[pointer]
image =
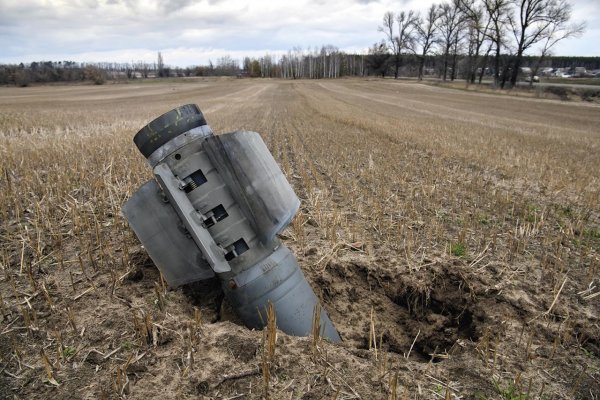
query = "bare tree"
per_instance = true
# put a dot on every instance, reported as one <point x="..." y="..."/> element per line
<point x="558" y="30"/>
<point x="533" y="23"/>
<point x="161" y="65"/>
<point x="401" y="40"/>
<point x="450" y="23"/>
<point x="426" y="31"/>
<point x="497" y="12"/>
<point x="478" y="25"/>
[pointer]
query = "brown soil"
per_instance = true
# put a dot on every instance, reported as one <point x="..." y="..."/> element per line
<point x="463" y="228"/>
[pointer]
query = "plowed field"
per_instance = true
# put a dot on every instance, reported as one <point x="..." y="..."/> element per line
<point x="453" y="237"/>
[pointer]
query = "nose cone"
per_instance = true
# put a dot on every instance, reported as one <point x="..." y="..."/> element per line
<point x="168" y="126"/>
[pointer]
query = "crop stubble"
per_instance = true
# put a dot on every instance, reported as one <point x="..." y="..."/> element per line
<point x="453" y="237"/>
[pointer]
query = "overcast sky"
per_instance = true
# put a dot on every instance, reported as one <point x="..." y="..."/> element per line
<point x="190" y="32"/>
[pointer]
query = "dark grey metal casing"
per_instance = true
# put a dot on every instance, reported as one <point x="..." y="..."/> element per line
<point x="227" y="199"/>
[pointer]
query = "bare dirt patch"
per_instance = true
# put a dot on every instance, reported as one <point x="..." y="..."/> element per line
<point x="453" y="238"/>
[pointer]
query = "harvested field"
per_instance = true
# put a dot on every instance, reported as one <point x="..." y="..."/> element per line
<point x="453" y="237"/>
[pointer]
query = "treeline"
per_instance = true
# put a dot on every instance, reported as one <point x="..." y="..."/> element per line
<point x="325" y="63"/>
<point x="483" y="35"/>
<point x="466" y="39"/>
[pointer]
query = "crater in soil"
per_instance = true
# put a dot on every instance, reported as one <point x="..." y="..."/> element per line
<point x="426" y="315"/>
<point x="422" y="315"/>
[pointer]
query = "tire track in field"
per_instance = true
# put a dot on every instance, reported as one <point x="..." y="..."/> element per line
<point x="453" y="113"/>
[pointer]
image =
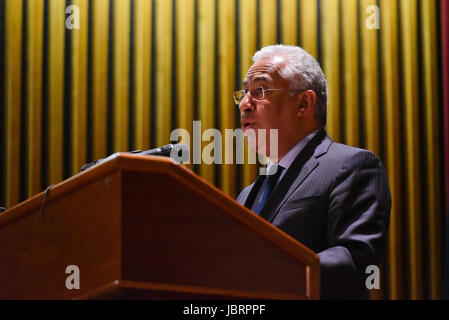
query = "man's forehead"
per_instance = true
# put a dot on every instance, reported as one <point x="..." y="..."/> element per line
<point x="265" y="70"/>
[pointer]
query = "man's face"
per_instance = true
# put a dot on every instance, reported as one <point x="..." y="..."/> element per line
<point x="277" y="110"/>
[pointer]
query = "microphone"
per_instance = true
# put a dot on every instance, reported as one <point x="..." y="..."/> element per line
<point x="180" y="154"/>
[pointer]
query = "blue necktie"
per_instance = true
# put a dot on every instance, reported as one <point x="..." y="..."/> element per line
<point x="268" y="188"/>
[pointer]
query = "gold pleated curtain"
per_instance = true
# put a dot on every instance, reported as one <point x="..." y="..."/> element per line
<point x="137" y="69"/>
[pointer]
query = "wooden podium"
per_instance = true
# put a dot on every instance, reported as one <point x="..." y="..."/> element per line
<point x="144" y="227"/>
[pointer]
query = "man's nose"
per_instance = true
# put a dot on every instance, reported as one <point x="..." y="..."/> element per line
<point x="247" y="104"/>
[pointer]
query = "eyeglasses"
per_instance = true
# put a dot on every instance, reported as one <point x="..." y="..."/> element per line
<point x="257" y="93"/>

-*-*-

### Work item
Each line of the data in which the string "field" appears needs to be copied.

### Answer box
query = "plowed field"
query = "harvested field"
query = "tire track in field"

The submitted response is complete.